━━━ Teks Bacaan ━━━

Perlu diketahui, ada beberapa tantangan yang dihadapi oleh para petani rempah-rempah Indonesia. Diantaranya yang paling dirasa adalah perubahan iklim. Ancaman terhadap produktivitas pala dan lada di Maluku dan Sumatera menjadi salah satu yang terdampak pada perubahan iklim. Kedua, standar internasional. Persyaratan keamanan pangan (kontaminan) dan sertifikasi organik masih menjadi kendala tersendiri dari para pebisnis rempah-rempah. Ketiga, fluktuasi harga. Penurunan harga agregat rempah global sebesar 4,16% yang terjadi pada 2023 menjadi contoh kongkret permasalahan yang dihadapi oleh petani rempah-rempah.
Sementara itu, ada beberapa tantangan utama yang dihadapi petani rempah-rempah di Indonesia. Diantaranya, serangan hama dan penyakit yang merusak tanaman, seperti pada lada yang rentan terhadap kutu daun, tungau, dan busuk pangkal batang akibat jamur Phytophthora. Kedua, perubahan iklim dan cuaca ekstrem, seperti kekeringan atau curah hujan berlebih, yang mengganggu siklus pertumbuhan rempah.

━━━

Tugas ▸
**a)** Berapa besar penurunan harga agregat rempah global pada 2023 menurut teks tentang petani rempah?
**b)** Sebutkan semua hama dan penyakit yang disebut dalam teks tentang petani rempah sebagai ancaman bagi tanaman lada.
**c)** Tolong lanjutkan teks tentang petani rempah mulai setelah kalimat terakhirnya.
Baris-baris data ini berasal dari sumber lain.

━━━ Data Hasil Ekstraksi ━━━

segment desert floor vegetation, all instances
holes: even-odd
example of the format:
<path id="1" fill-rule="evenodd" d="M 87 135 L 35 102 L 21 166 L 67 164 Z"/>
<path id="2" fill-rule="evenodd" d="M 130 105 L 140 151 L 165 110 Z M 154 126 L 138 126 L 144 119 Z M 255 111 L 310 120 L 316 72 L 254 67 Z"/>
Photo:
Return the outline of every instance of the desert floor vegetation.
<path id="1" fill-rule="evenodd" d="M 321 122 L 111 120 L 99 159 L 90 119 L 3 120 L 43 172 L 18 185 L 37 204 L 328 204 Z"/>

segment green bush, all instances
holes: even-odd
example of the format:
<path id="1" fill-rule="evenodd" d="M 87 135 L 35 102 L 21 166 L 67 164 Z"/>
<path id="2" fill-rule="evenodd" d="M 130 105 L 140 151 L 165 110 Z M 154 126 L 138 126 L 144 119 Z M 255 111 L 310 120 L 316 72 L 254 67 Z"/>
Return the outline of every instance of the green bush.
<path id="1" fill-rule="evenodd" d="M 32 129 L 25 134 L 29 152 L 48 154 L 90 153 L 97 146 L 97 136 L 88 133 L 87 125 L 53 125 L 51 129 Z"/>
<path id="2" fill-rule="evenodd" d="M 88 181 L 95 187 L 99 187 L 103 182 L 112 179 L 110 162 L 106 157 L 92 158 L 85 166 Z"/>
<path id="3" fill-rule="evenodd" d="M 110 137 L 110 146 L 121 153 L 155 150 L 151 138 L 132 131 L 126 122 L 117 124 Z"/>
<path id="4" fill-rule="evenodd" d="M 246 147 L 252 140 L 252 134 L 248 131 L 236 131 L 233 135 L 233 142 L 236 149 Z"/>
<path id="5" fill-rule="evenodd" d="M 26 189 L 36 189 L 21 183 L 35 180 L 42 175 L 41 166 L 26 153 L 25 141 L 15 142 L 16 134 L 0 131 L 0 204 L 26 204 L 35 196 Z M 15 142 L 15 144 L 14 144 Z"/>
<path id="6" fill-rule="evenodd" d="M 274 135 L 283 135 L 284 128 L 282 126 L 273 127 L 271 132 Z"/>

━━━
━━━ Data Hasil Ekstraksi ━━━

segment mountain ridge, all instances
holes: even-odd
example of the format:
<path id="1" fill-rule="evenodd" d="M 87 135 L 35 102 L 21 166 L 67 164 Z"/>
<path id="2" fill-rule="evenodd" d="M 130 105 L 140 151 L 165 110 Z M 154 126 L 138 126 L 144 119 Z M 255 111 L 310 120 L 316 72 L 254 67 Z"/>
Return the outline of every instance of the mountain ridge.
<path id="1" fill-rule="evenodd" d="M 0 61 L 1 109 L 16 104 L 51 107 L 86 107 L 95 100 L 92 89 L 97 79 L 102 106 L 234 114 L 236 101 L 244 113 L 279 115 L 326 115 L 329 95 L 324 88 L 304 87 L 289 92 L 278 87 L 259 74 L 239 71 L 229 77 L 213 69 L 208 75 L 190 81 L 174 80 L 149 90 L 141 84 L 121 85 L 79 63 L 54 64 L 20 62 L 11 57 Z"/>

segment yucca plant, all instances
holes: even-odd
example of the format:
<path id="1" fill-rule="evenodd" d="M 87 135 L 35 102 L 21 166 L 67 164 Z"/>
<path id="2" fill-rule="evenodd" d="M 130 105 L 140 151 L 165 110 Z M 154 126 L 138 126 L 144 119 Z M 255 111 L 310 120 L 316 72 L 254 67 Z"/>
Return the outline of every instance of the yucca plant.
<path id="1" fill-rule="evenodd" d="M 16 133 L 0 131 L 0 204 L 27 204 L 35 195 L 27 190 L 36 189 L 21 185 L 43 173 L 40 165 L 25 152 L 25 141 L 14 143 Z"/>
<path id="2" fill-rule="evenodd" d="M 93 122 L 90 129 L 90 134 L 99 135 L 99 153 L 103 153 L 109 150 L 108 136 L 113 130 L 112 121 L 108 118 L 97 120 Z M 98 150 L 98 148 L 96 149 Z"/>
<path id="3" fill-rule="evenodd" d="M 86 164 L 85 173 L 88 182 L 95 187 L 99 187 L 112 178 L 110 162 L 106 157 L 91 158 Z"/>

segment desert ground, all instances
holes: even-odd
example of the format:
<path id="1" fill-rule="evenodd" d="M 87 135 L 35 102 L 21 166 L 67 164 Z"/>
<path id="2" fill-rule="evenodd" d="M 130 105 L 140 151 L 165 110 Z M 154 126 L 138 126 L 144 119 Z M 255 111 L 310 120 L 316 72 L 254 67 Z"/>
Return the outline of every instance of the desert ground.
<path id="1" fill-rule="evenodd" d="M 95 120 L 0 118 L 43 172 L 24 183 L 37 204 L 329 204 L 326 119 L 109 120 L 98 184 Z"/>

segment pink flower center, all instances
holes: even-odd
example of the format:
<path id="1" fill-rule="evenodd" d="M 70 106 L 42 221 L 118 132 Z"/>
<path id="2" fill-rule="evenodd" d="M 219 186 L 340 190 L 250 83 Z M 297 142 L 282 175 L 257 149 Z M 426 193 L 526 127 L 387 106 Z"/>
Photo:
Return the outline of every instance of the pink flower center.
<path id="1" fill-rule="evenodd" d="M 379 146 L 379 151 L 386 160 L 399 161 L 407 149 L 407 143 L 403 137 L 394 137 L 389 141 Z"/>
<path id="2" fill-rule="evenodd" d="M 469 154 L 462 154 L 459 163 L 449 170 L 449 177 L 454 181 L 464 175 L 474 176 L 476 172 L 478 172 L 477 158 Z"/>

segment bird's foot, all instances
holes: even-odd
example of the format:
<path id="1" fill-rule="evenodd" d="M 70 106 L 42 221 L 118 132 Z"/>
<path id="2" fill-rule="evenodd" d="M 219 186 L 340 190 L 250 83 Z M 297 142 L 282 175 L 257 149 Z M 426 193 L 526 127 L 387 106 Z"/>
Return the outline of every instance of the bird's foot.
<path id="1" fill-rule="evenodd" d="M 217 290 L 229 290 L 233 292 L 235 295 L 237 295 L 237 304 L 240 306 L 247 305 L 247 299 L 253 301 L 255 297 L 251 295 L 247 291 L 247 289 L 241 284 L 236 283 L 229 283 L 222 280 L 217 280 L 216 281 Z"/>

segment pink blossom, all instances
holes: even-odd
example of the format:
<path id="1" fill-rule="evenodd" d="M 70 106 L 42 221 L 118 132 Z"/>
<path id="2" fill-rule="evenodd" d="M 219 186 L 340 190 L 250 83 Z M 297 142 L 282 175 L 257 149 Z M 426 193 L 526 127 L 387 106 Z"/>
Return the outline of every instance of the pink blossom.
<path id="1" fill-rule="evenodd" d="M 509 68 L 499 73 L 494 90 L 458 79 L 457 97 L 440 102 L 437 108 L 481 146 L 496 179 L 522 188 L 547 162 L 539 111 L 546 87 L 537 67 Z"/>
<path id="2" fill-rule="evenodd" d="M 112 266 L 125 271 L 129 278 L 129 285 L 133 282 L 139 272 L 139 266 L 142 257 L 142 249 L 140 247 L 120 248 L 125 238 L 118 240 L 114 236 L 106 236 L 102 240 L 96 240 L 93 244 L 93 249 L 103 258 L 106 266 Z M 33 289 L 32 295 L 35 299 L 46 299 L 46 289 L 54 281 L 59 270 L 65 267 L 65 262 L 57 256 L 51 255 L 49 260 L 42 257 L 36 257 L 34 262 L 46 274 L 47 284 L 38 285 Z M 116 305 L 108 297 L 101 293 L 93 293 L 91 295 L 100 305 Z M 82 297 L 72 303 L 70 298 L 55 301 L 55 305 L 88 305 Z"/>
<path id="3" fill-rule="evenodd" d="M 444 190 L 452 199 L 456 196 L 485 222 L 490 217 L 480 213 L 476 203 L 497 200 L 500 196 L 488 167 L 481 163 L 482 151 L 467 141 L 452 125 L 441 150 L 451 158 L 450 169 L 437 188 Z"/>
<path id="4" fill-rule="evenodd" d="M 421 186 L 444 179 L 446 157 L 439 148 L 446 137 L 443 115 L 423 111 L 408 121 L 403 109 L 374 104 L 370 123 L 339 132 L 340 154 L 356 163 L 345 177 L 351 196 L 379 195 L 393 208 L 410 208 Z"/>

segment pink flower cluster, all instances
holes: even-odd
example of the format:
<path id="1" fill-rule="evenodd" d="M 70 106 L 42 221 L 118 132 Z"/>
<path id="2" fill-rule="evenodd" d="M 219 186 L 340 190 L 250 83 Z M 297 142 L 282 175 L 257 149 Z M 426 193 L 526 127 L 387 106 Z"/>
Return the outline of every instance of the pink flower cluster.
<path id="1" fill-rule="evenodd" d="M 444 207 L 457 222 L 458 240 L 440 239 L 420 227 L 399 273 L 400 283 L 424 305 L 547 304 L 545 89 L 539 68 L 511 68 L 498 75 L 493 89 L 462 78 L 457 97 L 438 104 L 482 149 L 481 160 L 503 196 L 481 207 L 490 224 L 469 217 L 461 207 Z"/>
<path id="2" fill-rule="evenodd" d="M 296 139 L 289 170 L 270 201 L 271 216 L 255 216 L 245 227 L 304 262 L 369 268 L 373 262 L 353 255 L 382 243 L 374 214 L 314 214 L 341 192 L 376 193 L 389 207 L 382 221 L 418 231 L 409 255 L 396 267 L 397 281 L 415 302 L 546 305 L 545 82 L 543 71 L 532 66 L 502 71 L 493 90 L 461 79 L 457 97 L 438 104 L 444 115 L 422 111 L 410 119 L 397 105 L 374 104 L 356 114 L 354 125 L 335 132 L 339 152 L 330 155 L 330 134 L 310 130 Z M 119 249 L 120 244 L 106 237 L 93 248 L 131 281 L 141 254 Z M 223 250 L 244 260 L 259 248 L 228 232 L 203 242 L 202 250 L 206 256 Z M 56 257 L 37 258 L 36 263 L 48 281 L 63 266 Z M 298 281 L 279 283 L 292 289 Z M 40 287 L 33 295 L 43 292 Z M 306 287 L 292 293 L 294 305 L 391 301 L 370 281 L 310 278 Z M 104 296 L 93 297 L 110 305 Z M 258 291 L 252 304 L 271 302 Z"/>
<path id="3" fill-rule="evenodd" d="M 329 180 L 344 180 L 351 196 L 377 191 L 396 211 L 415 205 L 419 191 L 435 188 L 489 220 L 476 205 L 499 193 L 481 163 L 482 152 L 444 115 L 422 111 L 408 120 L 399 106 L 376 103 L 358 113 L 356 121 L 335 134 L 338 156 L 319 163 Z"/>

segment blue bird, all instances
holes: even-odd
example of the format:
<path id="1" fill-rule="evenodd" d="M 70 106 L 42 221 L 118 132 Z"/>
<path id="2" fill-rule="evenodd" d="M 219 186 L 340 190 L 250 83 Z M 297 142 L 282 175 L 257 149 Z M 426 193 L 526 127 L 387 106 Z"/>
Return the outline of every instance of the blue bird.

━━━
━━━ Data Hasil Ekstraksi ━━━

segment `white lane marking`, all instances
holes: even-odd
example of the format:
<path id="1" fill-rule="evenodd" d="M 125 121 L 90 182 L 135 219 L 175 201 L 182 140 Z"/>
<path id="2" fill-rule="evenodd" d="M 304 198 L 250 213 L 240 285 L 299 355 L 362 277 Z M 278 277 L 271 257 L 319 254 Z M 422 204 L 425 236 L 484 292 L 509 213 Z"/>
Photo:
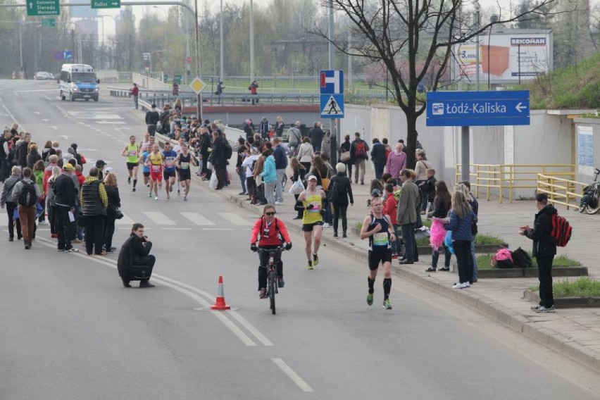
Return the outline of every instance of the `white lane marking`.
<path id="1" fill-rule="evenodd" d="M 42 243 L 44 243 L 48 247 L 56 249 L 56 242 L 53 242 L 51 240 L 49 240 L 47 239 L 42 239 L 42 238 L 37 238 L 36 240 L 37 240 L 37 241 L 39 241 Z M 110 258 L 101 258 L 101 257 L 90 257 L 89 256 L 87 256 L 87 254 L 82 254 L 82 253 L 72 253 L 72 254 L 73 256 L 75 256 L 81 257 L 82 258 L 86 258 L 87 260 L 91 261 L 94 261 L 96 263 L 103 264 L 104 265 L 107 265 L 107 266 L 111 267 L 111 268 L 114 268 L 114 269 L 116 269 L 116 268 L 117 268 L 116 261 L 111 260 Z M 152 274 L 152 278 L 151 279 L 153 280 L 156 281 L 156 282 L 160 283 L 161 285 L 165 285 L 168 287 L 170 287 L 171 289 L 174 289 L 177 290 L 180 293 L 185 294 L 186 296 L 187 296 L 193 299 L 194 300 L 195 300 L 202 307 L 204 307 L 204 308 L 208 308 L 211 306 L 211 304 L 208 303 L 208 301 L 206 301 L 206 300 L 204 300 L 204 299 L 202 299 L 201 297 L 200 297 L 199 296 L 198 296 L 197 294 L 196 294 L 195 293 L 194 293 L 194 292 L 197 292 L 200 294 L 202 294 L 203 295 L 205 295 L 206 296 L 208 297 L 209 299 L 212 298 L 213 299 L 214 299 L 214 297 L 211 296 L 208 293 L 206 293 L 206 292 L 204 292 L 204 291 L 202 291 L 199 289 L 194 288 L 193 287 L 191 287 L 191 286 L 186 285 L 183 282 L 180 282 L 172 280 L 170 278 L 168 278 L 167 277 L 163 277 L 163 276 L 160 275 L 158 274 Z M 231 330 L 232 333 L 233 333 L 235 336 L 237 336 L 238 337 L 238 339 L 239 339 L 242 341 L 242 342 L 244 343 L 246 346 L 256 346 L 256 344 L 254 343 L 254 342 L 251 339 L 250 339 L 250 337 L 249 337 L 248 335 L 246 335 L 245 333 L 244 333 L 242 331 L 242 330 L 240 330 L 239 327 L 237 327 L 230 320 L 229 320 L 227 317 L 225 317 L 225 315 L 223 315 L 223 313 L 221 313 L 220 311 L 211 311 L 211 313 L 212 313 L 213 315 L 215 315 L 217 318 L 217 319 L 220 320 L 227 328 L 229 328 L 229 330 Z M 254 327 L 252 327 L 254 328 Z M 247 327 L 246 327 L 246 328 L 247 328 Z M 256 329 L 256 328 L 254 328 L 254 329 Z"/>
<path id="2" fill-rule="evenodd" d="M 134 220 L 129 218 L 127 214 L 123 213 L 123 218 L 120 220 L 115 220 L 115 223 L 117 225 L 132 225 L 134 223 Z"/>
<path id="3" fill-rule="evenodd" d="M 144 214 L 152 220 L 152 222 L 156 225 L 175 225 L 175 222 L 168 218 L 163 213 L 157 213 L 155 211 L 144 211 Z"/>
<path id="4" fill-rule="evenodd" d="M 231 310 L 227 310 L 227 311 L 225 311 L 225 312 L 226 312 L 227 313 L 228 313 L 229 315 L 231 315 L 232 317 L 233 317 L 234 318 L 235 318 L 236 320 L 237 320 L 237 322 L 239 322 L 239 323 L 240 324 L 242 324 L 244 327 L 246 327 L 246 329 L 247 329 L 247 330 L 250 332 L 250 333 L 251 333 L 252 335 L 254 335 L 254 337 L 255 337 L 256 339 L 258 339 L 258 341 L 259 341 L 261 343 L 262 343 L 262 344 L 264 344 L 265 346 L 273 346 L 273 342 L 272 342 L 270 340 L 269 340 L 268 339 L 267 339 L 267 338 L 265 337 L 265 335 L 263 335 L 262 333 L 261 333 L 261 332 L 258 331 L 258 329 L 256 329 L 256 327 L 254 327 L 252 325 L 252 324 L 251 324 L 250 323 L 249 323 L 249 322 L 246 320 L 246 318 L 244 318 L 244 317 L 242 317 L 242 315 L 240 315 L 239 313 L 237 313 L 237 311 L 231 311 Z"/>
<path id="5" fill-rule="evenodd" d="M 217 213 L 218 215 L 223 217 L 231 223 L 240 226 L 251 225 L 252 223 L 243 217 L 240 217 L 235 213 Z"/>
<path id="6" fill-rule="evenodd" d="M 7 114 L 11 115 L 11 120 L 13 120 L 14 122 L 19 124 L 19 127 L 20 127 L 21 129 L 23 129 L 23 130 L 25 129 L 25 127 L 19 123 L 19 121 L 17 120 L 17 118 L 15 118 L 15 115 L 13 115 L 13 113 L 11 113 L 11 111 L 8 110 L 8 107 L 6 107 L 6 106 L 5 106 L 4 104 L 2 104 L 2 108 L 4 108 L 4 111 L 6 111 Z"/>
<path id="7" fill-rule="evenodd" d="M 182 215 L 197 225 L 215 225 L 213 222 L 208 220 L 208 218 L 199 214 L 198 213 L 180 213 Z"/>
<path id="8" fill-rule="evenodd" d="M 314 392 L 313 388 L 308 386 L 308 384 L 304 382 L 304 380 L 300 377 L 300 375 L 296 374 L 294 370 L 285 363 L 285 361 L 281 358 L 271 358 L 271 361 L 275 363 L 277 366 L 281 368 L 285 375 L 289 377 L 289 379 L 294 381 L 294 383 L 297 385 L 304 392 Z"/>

━━━

Jawaban per Butir ▸
**a)** Sebesar 4,16%.

**b)** Kutu daun, tungau, dan busuk pangkal batang akibat jamur Phytophthora.

**c)**
Ketiga, keterbatasan teknologi dan pengetahuan pascapanen, termasuk kurangnya bibit unggul, teknologi pengolahan, dan pemahaman petani tentang penanganan hasil panen sehingga kualitas produk menurun dan sulit memenuhi standar ekspor. Keempat, rantai pasok yang panjang dan ketergantungan pada tengkulak, menyebabkan petani sulit mendapatkan harga yang adil dan industri pengolah kesulitan menjamin kualitas serta traceability produk.
Kelima, penggunaan pestisida dan pupuk kimia berlebihan, menyebabkan residu melebihi batas yang disyaratkan pasar ekspor, sehingga menghambat akses pasar internasional. Keenam, terbatasnya lahan budidaya dan rendahnya minat masyarakat dalam menanam rempah, yang membatasi peningkatan produksi. Upaya mengatasi tantangan ini perlu fokus pada peningkatan teknologi pertanian dan pascapanen, pelatihan petani, perbaikan rantai pasok, serta dukungan kebijakan untuk stabilitas harga dan akses pasar.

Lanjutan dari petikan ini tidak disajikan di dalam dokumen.